_Alıştırma Seti_
[1] Evsel temizlik kimyasalları üzerine alıntıya göre aşağıdaki soruları yanıtlayın.
(a) Evsel temizlik malzemeleri toprağın ve su kaynaklarının yanı sıra neyi tehdit ediyor?
(b) Fosseptik sistemleri hangi sorunu çözmüyor?
(c) Zehirli olmayan doğal temizlik maddeleri hangi konularda büyük yararlar sağlıyor?
[2] Evsel temizlik kimyasalları üzerine alıntıyı kaldığı yerden sürdürün.

Bu ürünlerin büyük kısmı doğrudan kanalizasyona akıp sonunda
da su sistemlerimize karışıyor. Sözünü ettiğimiz kimyasallar,
sonunda "fazla yüklenme" olasılığı yaratarak vücudumuzda
depolanıyor ve zehirli olma düzeyine ulaştığında çeşitli
hastalıklara yol açıyor. (Kronik yorgunluk sendromu, alerjiler,
karaciğer sorunları, lenf kanseri gibi.)
Evsel temizlik malzemeleri sadece toprağı ve su kaynaklarını
değil, teneffüs ettiğimiz havayı da tehdit ediyor. Sprey
boyalar, fırın temizleyiciler, dezenfektanlar, mobilya
parlatıcıları ve diğer tüm sprey ürünler, birkaç gün sonra
soluyacağımız havanın bir parçası oluyor.
Sadece kentlerde yaşayanların değil, kırsal
kesimde yaşayanların da atık su sistemlerine neler
gönderdiklerine dikkat etmeleri gerekiyor. Fosseptik sistemleri
atık su sorununu çözmüyor; boyalar, çözücü, inceltici, ağartıcı
kimyasallar, aseton, tuvalet temizleyiciler ve lavabo açıcılar
ile diğerlerinde bulunan belirli kimyasal maddeler
maddeleri parçalayan organizmaları zehirleyebiliyor. Oysa
maddelerin parçalanması doğal döngünün işlemesi
açısından zincirin olmazsa olmaz halkalarından birini
oluşturuyor.
Zehirli olmayan doğal temizlik maddeleri ise fosseptik
sistemi, içme suyu ve sağlık konusunda büyük yararlar sağlıyor.
Peki, doğal temizlik maddelerini kullanmak için nereden
başlamalı?

(Segmentasyon etiketleme satırları)

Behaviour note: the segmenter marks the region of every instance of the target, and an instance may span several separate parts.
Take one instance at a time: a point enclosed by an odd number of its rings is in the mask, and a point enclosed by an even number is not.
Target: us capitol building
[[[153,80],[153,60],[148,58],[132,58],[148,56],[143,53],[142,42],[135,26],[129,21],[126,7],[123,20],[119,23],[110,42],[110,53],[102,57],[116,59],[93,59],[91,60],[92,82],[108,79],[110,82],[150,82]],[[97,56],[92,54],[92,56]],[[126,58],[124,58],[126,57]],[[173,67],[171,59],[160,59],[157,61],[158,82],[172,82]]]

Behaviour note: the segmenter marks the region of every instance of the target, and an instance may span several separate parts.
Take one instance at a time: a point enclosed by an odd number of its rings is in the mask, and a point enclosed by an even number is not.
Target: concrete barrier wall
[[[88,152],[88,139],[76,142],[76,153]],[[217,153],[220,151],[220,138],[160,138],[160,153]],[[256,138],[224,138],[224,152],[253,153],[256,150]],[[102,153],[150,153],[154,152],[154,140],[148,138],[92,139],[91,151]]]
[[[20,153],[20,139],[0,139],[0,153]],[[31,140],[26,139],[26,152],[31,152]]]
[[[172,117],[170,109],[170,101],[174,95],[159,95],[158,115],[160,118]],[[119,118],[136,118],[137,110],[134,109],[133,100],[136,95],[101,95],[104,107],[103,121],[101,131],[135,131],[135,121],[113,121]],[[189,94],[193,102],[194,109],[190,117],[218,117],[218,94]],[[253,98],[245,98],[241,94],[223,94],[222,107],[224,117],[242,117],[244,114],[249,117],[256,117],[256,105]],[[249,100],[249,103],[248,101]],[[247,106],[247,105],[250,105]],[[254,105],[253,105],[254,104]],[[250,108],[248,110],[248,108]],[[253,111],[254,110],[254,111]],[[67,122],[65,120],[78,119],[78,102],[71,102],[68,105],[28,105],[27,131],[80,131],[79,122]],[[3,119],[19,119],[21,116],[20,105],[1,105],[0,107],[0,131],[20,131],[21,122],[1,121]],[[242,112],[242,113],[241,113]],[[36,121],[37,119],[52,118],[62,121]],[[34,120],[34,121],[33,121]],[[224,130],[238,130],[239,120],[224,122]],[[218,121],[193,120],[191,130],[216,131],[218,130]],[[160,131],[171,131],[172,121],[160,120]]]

_Görevlere Göre Yanıtlar_
[1]
(a) Teneffüs ettiğimiz havayı.
(b) Atık su sorununu.
(c) Fosseptik sistemi, içme suyu ve sağlık konusunda.

[2]
İşte size evinizde rahatlıkla uygulayabileceğiniz pratik
öneriler…
Temizlikte kullanabileceğiniz doğal ürünler
Çamaşır sodası:
Sodyum karbonat adlı bir mineraldir. Çok az miktarda yakıcı
olup katı ve sıvı yağlar, kir ve pek çok petrol ürününün etkin
temizleyicisidir. Aynı zamanda su yumuşatıcı ve sabun köpürtücü
özellikleri de bulunur. Yakıcı özelliği nedeniyle, uygularken
lastik eldiven kullanmak doğru olur. Zararlı kimyasal dumanlara
neden olmaz. Klorsüz olanı tercih edin.
Boraks:
Su, oksijen, sodyum ve bordan meydana
gelen, antiseptik, antifungal, antibiyotik, koku giderici ve
dezenfektan özellikleri olan doğal kaynaklı bir mineraldir.
Küflenmeyi önler. Boraks yutulursa zehirlidir. (Eczane ve
aktarlarda bulunabilir.)
Sirke:
Meyve ya da tahılların fermantasyonuyla elde edilen bir
sıvıdır. Asitli içeriği mikropları öldürmesini, yağı
parçalamasını ve mineral kalıntıları çözmesini sağlar.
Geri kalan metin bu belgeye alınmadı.